• WHAT THE TASK REQUIRES: Transcribe the records below exactly, from their first line through the line containing "red tiled roof.". Omit every line after it.

• EXERCISE INPUTS:
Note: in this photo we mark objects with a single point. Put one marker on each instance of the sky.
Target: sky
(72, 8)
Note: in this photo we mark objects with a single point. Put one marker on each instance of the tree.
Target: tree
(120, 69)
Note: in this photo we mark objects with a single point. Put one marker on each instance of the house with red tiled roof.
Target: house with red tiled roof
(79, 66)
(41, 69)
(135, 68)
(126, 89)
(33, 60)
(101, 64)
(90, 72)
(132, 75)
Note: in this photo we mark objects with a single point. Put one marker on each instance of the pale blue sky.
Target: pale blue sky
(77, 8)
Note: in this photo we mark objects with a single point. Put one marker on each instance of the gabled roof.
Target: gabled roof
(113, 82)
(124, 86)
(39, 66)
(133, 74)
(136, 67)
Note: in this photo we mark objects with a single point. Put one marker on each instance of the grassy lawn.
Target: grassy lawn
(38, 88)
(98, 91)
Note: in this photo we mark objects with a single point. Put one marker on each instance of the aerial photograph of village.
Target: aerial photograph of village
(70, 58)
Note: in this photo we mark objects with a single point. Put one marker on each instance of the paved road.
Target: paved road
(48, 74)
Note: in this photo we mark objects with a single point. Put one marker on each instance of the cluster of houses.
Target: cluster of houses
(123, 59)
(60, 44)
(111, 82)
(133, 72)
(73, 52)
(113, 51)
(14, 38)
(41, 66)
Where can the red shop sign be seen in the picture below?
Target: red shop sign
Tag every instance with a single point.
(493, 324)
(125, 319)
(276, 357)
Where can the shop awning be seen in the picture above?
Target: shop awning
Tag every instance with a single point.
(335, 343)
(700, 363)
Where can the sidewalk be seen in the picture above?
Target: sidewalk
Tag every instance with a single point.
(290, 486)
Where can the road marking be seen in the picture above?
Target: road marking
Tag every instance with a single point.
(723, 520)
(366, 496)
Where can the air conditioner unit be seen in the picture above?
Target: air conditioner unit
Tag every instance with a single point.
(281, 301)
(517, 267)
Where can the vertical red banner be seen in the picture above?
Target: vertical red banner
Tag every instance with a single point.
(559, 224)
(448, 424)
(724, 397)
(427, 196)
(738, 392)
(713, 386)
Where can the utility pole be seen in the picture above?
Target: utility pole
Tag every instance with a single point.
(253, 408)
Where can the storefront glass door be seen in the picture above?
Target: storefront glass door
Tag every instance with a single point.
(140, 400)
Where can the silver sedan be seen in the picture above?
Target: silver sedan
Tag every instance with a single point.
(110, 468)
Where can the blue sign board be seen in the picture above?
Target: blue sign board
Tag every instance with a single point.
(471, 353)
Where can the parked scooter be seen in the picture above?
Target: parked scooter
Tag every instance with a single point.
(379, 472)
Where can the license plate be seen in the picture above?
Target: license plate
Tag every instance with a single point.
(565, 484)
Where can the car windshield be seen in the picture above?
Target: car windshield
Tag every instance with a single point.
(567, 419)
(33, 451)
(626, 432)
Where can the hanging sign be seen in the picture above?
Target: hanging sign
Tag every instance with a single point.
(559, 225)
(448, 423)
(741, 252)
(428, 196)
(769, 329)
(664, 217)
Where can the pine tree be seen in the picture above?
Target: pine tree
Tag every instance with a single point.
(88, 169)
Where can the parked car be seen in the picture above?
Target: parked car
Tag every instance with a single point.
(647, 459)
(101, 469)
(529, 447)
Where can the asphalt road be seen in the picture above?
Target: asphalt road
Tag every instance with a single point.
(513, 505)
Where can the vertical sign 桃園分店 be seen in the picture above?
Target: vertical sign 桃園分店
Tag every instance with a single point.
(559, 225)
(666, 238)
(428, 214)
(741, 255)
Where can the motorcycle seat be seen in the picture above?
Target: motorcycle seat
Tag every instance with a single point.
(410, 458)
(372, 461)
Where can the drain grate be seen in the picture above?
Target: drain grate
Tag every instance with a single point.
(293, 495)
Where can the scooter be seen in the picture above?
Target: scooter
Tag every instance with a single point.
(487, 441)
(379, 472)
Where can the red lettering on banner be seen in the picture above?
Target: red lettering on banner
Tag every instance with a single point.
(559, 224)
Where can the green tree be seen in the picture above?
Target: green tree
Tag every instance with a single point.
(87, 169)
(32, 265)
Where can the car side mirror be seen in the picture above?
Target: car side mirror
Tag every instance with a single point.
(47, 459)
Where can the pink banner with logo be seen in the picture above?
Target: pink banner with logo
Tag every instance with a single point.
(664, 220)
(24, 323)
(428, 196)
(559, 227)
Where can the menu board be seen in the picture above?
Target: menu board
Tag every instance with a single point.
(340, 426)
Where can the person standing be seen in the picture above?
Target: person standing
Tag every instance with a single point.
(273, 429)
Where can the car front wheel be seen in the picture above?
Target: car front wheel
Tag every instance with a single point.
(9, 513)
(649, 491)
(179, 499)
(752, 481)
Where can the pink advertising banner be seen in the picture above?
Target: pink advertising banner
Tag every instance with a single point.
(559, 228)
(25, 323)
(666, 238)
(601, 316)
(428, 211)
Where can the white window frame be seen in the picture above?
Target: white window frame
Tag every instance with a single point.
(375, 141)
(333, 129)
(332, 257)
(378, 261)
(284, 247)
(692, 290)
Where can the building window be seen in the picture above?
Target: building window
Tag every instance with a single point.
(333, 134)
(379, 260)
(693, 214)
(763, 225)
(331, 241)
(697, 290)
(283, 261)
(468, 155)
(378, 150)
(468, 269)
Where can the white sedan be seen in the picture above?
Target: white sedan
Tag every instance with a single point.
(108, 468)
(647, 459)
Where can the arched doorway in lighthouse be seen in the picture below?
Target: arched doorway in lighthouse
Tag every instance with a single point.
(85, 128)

• WRITTEN RESPONSE:
Note: in this photo we mark objects with a single point. Put one marker on each instance of the sky.
Target: sky
(72, 8)
Note: in this photo we mark objects with a single point. Put one marker on each instance of the tree.
Target: tree
(120, 69)
Note: in this photo we mark objects with a single point. Put one marker on each instance of the house with red tiled roof.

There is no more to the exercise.